- [Description of the task] Below are entries to be transcribed exactly; exclude the pictures from the copy.

Photo object pointing records
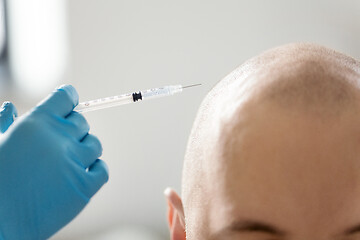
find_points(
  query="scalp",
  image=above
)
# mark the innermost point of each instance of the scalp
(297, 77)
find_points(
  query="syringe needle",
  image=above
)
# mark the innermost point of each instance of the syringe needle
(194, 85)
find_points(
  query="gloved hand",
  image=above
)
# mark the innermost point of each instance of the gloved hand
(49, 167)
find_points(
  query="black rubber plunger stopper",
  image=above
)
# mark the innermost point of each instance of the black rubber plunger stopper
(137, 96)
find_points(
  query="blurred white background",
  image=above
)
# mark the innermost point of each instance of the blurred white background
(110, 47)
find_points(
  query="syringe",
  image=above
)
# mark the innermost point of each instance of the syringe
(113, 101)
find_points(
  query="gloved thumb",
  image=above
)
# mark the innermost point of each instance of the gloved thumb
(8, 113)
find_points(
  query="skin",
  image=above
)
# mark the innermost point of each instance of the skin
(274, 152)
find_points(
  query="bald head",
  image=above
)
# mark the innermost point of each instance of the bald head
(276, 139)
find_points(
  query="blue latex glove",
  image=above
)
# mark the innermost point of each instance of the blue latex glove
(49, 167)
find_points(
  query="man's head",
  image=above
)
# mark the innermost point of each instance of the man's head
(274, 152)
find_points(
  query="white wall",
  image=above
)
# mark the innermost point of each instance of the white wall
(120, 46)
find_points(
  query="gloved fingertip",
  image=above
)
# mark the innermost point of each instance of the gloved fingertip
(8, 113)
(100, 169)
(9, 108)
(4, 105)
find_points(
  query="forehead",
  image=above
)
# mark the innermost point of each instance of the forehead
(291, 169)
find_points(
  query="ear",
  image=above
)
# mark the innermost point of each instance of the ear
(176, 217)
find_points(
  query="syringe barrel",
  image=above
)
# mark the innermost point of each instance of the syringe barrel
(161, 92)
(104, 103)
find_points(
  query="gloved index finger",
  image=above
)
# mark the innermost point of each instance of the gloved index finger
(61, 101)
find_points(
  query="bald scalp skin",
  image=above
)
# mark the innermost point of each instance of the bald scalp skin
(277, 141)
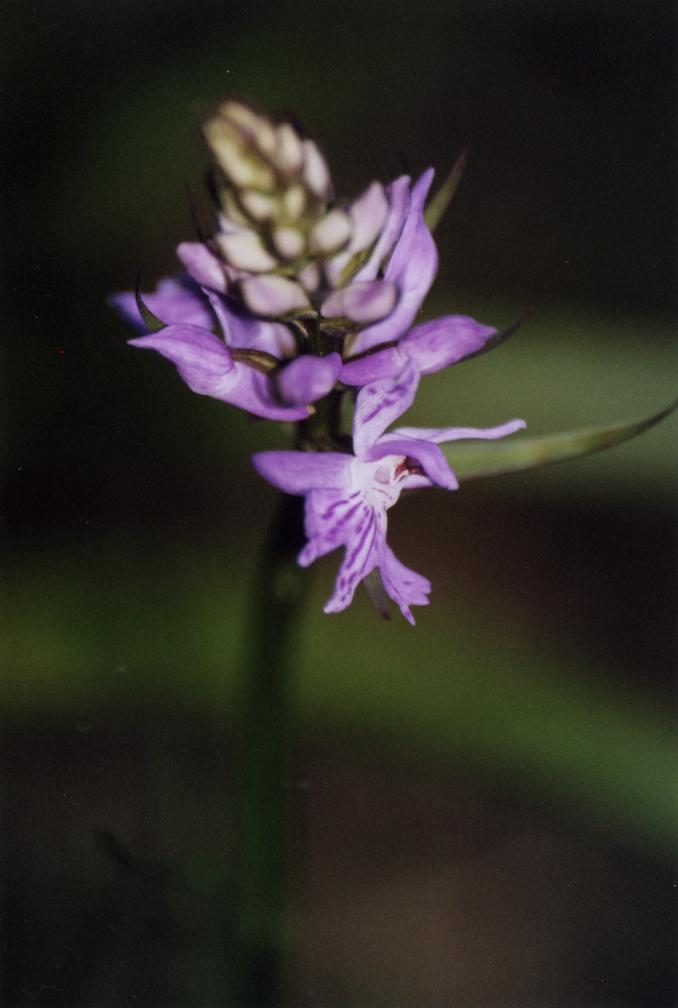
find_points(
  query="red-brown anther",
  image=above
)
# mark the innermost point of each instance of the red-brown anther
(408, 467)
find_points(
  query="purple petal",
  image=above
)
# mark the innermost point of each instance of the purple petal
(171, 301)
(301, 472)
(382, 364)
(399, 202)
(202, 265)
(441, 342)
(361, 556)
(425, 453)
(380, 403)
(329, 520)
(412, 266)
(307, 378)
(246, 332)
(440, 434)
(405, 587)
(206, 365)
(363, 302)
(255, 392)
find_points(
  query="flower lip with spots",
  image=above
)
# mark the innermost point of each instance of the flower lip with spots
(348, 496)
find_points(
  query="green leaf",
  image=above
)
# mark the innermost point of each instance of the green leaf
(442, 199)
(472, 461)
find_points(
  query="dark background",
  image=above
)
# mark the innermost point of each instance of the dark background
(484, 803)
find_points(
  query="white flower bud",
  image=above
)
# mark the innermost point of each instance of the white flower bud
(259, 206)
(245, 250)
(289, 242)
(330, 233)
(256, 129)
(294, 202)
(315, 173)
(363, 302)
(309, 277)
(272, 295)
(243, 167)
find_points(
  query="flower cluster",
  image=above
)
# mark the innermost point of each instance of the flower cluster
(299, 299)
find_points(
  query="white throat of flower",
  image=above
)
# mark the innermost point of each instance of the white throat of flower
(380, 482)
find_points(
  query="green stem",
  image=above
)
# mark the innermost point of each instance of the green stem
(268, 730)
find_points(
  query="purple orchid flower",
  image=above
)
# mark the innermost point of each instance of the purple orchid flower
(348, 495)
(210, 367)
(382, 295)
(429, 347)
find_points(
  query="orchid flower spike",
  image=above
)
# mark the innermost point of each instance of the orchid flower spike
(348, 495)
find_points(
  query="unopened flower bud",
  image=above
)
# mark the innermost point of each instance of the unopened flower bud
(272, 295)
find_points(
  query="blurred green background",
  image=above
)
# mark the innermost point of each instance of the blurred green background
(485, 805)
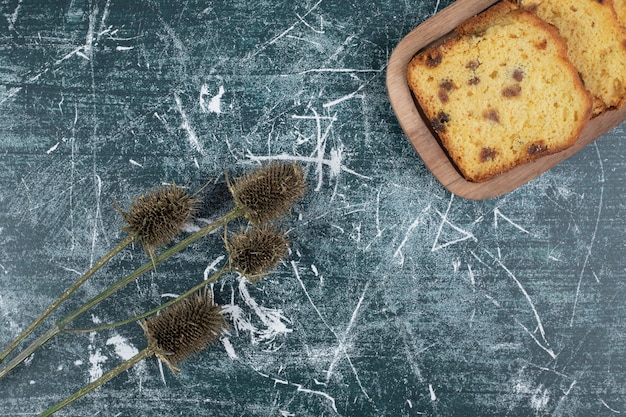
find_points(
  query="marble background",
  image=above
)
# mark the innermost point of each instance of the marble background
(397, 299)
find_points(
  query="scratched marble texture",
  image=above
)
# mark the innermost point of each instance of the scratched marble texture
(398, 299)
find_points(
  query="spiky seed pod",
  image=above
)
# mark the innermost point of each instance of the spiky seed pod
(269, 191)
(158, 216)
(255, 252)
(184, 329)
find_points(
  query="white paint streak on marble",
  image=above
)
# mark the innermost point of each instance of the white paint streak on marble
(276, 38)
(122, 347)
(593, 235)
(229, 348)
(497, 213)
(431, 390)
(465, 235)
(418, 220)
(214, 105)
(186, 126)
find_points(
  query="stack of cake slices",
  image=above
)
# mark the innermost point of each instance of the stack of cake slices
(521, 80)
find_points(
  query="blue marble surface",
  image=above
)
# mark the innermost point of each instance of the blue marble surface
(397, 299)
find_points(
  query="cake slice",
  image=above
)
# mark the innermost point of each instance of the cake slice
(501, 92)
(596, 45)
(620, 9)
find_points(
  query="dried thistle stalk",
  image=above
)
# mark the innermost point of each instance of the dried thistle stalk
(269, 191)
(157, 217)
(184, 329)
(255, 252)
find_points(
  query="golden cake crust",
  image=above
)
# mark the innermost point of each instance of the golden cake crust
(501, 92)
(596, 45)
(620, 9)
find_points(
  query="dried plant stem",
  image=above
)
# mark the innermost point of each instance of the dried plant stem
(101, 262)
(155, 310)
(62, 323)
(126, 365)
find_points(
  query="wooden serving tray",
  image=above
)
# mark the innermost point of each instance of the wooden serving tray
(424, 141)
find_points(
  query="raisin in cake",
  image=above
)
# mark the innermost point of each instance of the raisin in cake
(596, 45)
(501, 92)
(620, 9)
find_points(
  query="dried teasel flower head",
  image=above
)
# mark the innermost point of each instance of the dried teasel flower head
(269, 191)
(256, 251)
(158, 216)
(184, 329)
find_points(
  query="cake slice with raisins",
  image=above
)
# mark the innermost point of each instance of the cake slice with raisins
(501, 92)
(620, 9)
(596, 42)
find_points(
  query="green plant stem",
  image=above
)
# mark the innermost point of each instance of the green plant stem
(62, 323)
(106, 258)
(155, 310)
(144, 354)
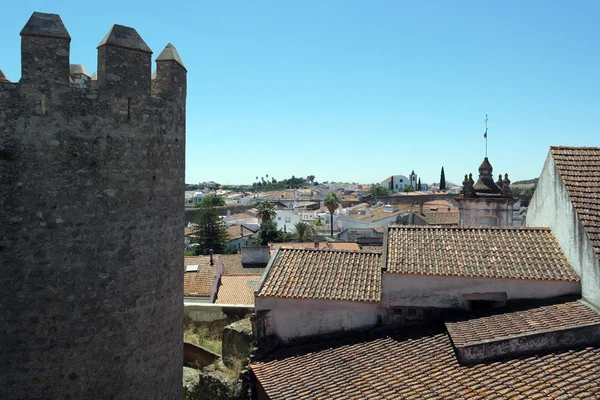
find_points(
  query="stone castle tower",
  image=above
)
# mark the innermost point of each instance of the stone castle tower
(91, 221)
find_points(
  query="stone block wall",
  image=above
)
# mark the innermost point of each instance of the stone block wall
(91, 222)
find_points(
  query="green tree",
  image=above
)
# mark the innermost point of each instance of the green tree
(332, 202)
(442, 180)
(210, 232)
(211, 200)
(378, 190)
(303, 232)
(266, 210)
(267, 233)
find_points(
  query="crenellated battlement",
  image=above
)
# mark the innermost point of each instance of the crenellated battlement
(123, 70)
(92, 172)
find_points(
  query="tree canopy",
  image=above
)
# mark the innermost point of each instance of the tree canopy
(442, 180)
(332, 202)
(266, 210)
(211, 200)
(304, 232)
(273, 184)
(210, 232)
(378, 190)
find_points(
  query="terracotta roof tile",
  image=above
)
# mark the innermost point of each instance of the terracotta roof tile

- [Output of the exercise]
find_points(
  query="scalp",
  image=above
)
# mark the innermost point of each instance of the scalp
(297, 77)
find_points(
  query="syringe needle",
  image=above
)
# mark the innermost point of each instance of the syringe needle
(194, 85)
find_points(
  query="gloved hand",
  image=above
)
# mark the innermost point of each instance of the gloved hand
(49, 167)
find_points(
  query="black rubber plunger stopper",
  image=above
)
# mark the innermost point of each instance of the black rubber plunger stopper
(137, 96)
find_points(
  query="blurred white background",
  image=above
)
# mark the innermost point of each instance of the blurred white background
(110, 47)
find_points(
  query="syringe",
  image=above
)
# mark the innermost point of each instance of the syringe
(113, 101)
find_points(
  query="gloved thumb",
  image=above
)
# mark the innermost point of each instance of the gloved thumb
(8, 113)
find_points(
  query="skin",
  image=above
)
# mark the innermost point of each instance of the skin
(274, 152)
find_points(
  query="bald head",
  image=above
)
# mark the innermost point of each instance of the bald head
(276, 139)
find_points(
  query="blue latex glove",
  image=above
)
# mark the innermost point of each instance of the blue latex glove
(49, 167)
find_points(
  query="man's head",
  image=above
)
# mark the innermost point of each instance of the man's head
(274, 152)
find_points(
  query="white wall",
  image=above
)
# mark the innermost point of each instance of the white wall
(120, 46)
find_points(
  query="gloved fingertip",
  image=above
)
# mark the innermost point of each instance of the gloved fingertip
(8, 113)
(100, 169)
(9, 108)
(4, 105)
find_points(
  query="forehead",
  image=above
)
# mark the innermost point of each instance of the forehead
(291, 169)
find_points(
  query="ear",
  image=above
)
# mark the innermost point of each instance of the ear
(176, 217)
find_points(
  query="syringe barrel",
  image=above
)
# mark the innermost point of each instance of the syringe barrel
(161, 92)
(104, 103)
find_points(
  query="gloved index finger",
  image=above
)
# mark the innermost point of each instance of the gloved index finger
(61, 101)
find_points(
  query="bald scalp skin",
  image=above
)
# mark the innermost point of each instance of the bald scalp skin
(277, 141)
find_points(
  query="red-brown anther",
  image=above
)
# mark the innermost point of each instance of the red-brown anther
(408, 467)
find_points(
  query="purple petal",
  image=above
)
# mark the innermost point of each instance of the purple petal
(171, 301)
(301, 472)
(382, 364)
(399, 202)
(202, 265)
(441, 342)
(361, 556)
(425, 453)
(380, 403)
(329, 520)
(412, 266)
(307, 378)
(246, 332)
(440, 434)
(405, 587)
(206, 365)
(363, 302)
(255, 392)
find_points(
  query="flower lip with spots",
  image=above
)
# mark the innermost point of each instance of the flower lip with spots
(348, 496)
find_points(
  query="green leaf",
  image=above
)
# mark the innermost point of each instance of the green leaf
(442, 199)
(472, 461)
find_points(
  query="dark background",
  image=above
)
# mark the innermost point of each instance of the dark background
(484, 803)
find_points(
  query="white flower bud",
  image=above
)
# mark the innermost point of each instance of the white flower bud
(259, 206)
(245, 250)
(289, 242)
(330, 233)
(256, 129)
(294, 202)
(315, 173)
(363, 302)
(309, 277)
(272, 295)
(243, 167)
find_points(
  query="flower cluster",
  image=above
)
# mark the innermost point of each instance of the flower cluster
(299, 299)
find_points(
  query="white throat of flower",
  image=above
)
# mark the innermost point of each instance of the white throat of flower
(380, 482)
find_points(
  query="green stem",
  image=above
)
# mark the innermost point of each instance of the green stem
(268, 730)
find_points(
  query="purple orchid flower",
  image=above
)
# mark the innermost point of each instance of the purple orchid flower
(348, 495)
(210, 367)
(382, 295)
(429, 347)
find_points(
  query="orchid flower spike",
  image=above
)
# mark the innermost point of each instance of the orchid flower spike
(348, 495)
find_points(
  query="unopened flower bud",
  image=above
)
# mark the innermost point of each instance of the unopened flower bud
(272, 295)
find_points(
  query="blurred green background",
  image=above
)
# mark the innermost point of each instance of the blurred green background
(485, 805)
find_points(
  query="marble background",
  image=above
)
# mark the innermost point of each instance of the marble background
(397, 299)
find_points(
  query="scratched marble texture",
  image=above
)
# mark the innermost point of each instance of the scratched marble texture
(398, 299)
find_points(
  query="spiky seed pod",
  image=above
)
# mark the innermost point of each instance of the spiky seed pod
(269, 191)
(158, 216)
(255, 252)
(184, 329)
find_points(
  query="white paint streak on marble",
  image=above
)
# mark the innermost point of each instance of the white paint streak on marble
(276, 38)
(122, 347)
(593, 235)
(229, 348)
(497, 213)
(431, 390)
(465, 235)
(418, 220)
(214, 105)
(186, 126)
find_points(
  query="stack of cake slices",
  image=above
)
# mark the innermost point of each instance of the stack of cake slices
(521, 80)
find_points(
  query="blue marble surface",
  image=above
)
# mark the innermost point of each instance of the blue marble surface
(397, 299)
find_points(
  query="cake slice",
  image=above
)
# mark the innermost point of each instance of the cake slice
(501, 92)
(596, 45)
(620, 9)
find_points(
  query="dried thistle stalk",
  image=above
)
# mark the innermost point of each instance of the dried thistle stalk
(269, 191)
(157, 217)
(184, 329)
(255, 252)
find_points(
  query="golden cake crust",
  image=above
)
# mark the innermost point of each instance of the golden cake crust
(501, 92)
(596, 45)
(620, 9)
find_points(
  query="dried plant stem",
  image=above
)
# mark the innermost point of each instance of the dried plant stem
(101, 262)
(155, 310)
(62, 323)
(126, 365)
find_points(
  query="wooden serving tray",
  image=above
)
# mark the innermost point of each instance of the wooden serving tray
(424, 141)
find_points(
  query="raisin in cake",
  image=above
)
# mark the innermost point of each instance of the raisin in cake
(596, 45)
(501, 92)
(620, 9)
find_points(
  query="dried teasel flower head",
  image=above
)
# mark the innermost point of each instance of the dried teasel flower head
(269, 191)
(256, 251)
(158, 216)
(184, 329)
find_points(
  query="cake slice with raisins",
  image=above
)
# mark the innermost point of each instance of the cake slice with raisins
(501, 92)
(620, 9)
(596, 42)
find_points(
  query="green plant stem",
  image=above
)
# mark the innermost point of each instance of the green plant stem
(62, 323)
(106, 258)
(155, 310)
(144, 354)
find_points(
  query="stone castle tower",
  image=above
)
# mark the innermost point of each instance of the stone castle tower
(91, 221)
find_points(
  query="stone block wall",
  image=above
)
# mark the innermost point of each instance of the stone block wall
(91, 222)
find_points(
  query="green tree",
  image=above
)
# mark the innermost point of each instance of the green tree
(332, 202)
(442, 180)
(210, 232)
(211, 200)
(378, 190)
(303, 232)
(266, 210)
(267, 233)
find_points(
  query="crenellated battlement",
  image=above
)
# mark the innermost point of each instance of the crenellated battlement
(123, 70)
(92, 172)
find_points(
  query="tree canopy",
  image=above
)
# mark the innermost point of each instance of the tree canopy
(442, 180)
(332, 202)
(266, 210)
(211, 200)
(304, 232)
(273, 184)
(210, 232)
(378, 190)
find_points(
  query="terracotta roof tile",
  image=above
)
# mark the innermost point of each instance of the terracotta roof tile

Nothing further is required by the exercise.